Dati forniti:
"""
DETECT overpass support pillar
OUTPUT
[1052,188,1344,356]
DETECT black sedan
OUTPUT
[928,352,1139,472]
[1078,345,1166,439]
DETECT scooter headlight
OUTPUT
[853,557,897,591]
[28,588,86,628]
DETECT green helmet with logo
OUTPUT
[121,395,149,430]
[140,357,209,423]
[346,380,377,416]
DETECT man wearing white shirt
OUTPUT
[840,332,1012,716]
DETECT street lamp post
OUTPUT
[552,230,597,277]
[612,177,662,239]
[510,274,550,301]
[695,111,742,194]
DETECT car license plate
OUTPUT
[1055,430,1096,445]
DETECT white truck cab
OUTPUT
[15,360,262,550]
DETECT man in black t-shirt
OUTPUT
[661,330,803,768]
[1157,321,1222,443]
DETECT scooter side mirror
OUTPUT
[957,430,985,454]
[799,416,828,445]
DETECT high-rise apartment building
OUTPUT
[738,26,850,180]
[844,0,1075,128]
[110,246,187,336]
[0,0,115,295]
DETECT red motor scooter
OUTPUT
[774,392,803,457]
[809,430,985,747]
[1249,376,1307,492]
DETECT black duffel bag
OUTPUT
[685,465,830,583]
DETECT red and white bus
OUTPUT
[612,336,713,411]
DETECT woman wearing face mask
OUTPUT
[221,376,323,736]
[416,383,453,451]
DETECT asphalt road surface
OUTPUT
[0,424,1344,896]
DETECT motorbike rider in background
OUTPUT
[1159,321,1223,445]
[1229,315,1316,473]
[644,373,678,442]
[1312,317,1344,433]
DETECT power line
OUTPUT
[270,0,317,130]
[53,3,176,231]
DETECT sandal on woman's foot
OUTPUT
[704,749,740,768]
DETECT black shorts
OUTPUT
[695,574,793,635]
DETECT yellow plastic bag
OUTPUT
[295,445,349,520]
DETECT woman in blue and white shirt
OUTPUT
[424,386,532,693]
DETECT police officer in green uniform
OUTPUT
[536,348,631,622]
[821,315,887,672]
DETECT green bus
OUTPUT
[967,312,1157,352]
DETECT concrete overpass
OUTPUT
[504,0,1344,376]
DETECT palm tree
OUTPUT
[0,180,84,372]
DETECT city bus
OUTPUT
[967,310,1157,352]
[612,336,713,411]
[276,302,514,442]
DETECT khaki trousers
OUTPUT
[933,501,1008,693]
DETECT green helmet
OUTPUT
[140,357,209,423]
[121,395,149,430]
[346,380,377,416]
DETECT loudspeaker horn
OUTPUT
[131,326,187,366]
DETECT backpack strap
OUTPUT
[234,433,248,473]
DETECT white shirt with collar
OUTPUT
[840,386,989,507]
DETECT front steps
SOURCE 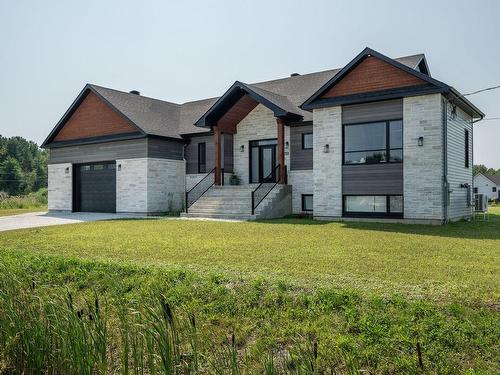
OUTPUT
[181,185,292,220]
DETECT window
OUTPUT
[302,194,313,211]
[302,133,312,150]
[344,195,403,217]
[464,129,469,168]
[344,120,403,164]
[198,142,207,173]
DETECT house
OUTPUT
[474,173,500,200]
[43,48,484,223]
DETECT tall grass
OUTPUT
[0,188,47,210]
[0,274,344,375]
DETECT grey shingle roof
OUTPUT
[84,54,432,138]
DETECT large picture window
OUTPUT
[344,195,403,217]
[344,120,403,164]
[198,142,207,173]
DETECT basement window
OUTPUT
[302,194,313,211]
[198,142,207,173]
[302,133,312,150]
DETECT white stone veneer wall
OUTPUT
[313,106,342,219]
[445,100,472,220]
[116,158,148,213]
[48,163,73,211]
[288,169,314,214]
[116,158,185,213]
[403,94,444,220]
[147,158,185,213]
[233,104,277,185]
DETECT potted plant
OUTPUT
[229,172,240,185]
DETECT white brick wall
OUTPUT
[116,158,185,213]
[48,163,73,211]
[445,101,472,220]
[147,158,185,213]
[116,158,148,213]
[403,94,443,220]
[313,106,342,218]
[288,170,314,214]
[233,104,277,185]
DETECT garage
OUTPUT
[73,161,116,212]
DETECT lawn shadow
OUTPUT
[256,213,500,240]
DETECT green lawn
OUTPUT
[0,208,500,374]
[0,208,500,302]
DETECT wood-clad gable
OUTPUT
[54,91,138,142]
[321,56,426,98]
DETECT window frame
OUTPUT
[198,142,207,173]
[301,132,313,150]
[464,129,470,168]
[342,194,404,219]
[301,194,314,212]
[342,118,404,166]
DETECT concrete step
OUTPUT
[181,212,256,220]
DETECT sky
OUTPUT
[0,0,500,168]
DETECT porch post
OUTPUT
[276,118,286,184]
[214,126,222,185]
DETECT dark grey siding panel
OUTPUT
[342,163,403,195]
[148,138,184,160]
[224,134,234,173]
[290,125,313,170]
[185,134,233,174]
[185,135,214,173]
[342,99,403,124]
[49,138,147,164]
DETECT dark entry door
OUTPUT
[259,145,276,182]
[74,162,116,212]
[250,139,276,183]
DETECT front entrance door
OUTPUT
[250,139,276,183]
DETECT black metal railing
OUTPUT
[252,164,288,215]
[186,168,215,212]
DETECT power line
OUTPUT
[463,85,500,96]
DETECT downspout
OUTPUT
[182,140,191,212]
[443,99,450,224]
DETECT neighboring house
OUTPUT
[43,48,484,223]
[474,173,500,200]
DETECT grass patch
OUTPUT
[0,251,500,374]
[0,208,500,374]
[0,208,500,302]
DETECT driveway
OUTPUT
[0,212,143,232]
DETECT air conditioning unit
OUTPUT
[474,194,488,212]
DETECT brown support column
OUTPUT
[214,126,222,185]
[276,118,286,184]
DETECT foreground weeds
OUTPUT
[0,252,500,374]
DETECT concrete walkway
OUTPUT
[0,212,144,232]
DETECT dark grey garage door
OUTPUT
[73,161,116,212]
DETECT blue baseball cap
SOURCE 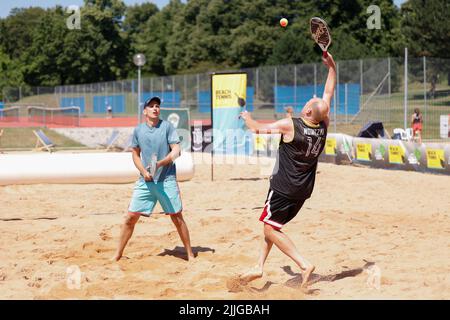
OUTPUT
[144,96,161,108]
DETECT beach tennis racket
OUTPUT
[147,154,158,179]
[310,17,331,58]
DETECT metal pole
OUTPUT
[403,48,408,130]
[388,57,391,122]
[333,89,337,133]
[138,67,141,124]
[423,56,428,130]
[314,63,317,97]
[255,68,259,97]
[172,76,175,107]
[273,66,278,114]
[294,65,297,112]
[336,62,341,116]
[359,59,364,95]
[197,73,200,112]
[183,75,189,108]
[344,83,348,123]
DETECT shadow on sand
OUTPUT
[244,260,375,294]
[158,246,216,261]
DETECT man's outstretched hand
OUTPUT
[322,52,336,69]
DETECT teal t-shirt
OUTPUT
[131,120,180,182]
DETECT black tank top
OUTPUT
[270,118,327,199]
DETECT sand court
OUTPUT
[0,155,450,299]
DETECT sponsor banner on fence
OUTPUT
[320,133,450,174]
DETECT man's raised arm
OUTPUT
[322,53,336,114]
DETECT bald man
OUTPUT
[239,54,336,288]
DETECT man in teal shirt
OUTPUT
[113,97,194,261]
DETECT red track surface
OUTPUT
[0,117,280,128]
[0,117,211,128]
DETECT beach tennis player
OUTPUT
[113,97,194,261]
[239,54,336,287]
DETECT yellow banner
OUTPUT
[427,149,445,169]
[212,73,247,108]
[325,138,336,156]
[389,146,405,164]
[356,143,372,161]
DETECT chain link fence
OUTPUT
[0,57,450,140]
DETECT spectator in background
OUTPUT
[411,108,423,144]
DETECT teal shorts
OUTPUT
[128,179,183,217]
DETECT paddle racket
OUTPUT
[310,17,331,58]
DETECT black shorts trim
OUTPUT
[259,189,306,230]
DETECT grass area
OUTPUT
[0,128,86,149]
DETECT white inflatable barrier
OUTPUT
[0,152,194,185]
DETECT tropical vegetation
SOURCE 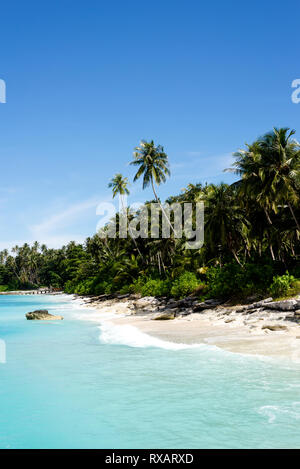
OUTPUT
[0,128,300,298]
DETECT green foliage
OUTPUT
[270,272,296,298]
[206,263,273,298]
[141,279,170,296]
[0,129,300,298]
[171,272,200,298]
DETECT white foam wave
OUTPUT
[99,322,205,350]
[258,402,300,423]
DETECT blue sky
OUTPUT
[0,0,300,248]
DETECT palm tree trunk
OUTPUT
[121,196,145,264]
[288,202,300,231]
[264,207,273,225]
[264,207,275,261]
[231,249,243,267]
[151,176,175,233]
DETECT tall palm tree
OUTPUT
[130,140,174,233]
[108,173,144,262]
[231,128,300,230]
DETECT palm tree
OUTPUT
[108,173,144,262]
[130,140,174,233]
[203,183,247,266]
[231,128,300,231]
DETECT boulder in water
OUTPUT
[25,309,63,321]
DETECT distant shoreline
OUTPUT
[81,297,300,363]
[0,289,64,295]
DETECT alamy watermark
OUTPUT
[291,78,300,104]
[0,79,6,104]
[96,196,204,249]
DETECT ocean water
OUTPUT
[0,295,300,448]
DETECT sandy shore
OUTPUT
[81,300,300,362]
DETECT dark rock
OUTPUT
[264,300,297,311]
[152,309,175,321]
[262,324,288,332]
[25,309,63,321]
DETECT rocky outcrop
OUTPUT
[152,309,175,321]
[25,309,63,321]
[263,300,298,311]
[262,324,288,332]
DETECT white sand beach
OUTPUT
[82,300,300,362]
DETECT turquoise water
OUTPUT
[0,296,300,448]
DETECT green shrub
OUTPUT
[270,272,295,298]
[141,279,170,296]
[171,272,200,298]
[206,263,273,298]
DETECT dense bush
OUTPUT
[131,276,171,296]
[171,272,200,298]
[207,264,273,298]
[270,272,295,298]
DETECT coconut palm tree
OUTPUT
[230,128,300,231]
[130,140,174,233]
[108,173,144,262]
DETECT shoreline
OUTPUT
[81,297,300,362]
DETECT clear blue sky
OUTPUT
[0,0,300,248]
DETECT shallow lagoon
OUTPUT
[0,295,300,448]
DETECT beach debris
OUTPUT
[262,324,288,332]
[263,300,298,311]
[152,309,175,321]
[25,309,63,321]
"""
"""
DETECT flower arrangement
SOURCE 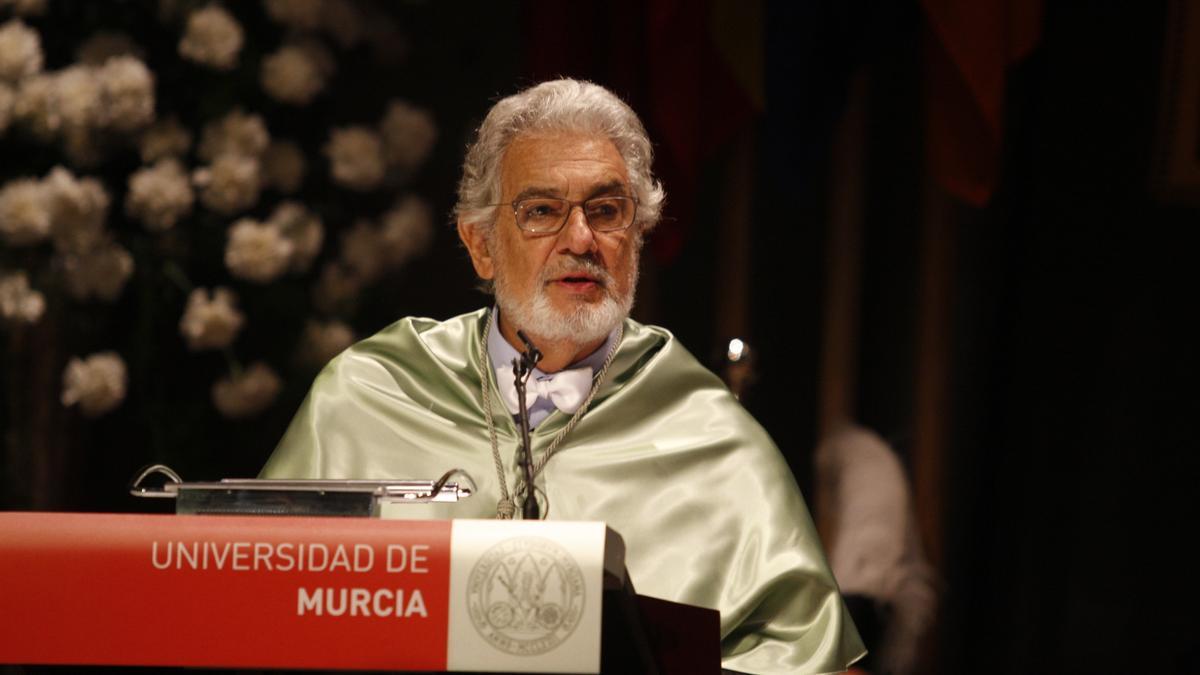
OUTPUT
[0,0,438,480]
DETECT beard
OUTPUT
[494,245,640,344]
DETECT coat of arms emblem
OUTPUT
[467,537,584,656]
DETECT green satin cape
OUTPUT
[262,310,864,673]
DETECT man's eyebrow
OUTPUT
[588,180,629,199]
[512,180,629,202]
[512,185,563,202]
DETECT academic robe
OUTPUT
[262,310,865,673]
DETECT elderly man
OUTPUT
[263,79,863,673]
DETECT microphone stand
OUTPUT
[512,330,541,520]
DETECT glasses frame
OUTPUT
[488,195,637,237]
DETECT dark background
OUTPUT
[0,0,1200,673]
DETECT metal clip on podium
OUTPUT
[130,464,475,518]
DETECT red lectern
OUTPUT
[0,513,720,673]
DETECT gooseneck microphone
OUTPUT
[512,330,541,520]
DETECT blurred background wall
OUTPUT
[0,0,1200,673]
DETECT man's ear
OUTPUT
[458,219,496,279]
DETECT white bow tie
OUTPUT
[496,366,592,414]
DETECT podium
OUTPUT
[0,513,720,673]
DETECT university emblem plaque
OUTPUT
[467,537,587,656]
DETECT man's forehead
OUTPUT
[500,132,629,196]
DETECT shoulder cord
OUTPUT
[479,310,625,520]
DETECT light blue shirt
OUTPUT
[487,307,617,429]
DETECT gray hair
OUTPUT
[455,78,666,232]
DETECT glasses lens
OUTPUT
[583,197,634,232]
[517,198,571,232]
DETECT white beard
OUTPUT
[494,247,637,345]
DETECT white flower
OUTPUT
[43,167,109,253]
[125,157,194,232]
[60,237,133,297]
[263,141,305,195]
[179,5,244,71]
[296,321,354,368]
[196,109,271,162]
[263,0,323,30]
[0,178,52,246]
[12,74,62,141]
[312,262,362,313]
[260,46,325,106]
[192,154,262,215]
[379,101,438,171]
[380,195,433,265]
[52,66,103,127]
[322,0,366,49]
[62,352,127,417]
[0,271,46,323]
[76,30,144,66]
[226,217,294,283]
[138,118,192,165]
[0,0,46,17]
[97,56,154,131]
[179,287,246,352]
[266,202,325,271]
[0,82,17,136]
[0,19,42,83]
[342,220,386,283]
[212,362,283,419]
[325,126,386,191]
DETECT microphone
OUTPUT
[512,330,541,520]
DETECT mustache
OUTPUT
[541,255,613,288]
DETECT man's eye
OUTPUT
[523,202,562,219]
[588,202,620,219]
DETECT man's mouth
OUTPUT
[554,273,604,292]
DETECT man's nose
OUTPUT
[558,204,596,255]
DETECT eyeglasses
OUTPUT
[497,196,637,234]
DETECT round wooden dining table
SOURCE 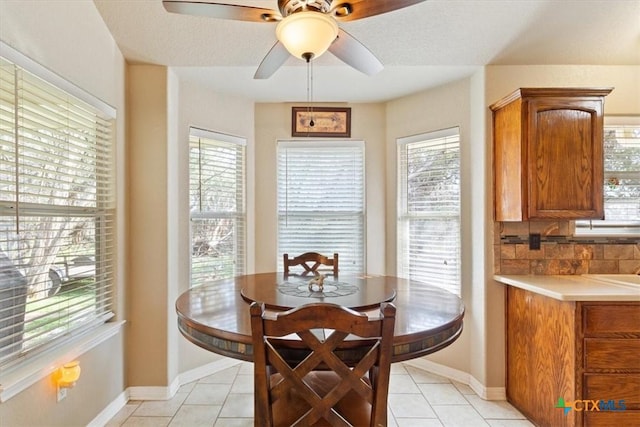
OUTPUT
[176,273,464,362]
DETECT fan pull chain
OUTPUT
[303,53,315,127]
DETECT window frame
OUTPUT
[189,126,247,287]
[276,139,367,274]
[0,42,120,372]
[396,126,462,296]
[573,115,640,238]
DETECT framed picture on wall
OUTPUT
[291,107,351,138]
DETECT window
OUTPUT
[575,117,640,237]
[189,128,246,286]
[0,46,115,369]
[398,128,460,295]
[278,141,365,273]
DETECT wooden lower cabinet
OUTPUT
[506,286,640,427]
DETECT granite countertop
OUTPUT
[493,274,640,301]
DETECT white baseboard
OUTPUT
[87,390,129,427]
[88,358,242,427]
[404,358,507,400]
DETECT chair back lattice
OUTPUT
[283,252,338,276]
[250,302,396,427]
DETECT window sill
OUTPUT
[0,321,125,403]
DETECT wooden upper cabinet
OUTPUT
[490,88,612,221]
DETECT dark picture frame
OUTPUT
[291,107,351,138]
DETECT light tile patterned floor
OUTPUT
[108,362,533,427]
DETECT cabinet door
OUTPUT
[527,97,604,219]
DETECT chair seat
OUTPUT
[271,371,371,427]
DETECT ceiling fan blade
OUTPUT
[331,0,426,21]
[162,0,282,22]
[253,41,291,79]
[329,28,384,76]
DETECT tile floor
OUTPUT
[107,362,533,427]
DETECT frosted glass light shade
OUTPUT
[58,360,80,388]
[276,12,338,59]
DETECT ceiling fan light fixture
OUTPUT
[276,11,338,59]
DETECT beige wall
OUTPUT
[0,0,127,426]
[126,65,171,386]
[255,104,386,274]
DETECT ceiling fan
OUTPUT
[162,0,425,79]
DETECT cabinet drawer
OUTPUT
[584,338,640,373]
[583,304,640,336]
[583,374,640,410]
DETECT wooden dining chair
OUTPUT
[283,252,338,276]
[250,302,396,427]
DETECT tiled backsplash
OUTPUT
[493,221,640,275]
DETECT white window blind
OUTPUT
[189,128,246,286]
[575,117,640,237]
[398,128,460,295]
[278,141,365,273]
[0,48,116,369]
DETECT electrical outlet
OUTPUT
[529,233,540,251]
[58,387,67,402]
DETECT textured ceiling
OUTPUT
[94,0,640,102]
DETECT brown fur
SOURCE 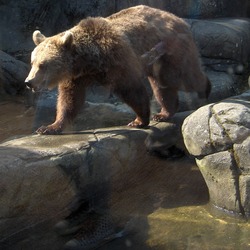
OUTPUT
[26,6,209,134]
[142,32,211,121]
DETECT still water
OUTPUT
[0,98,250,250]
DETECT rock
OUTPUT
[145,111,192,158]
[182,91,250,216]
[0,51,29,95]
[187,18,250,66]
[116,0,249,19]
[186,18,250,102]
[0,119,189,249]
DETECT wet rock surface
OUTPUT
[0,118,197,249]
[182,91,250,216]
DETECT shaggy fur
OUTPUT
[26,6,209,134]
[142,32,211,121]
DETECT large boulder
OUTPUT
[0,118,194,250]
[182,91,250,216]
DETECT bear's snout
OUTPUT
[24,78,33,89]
"""
Compito da svolgere: Modifica i record partendo dalla riga che contiene "DETECT overpass support pillar" e fermandoti dopo quella che contiene "[695,111,742,194]": riscrivi queste righe sostituendo "sedan" con "coupe" e lascia invariato tutto il resto.

Risultato del compito:
DETECT overpass support pillar
OUTPUT
[1052,188,1344,356]
DETECT black coupe
OUTPUT
[928,352,1139,472]
[1078,345,1166,439]
DETECT scooter headlight
OUTPUT
[853,557,897,591]
[28,588,86,628]
DETECT green helmet with logo
OUTPUT
[121,395,149,430]
[140,357,209,423]
[346,380,377,416]
DETECT man wearing white shirt
OUTPUT
[840,332,1012,716]
DETECT street lamp post
OUTPUT
[552,230,597,277]
[612,177,662,239]
[510,274,550,301]
[695,111,742,194]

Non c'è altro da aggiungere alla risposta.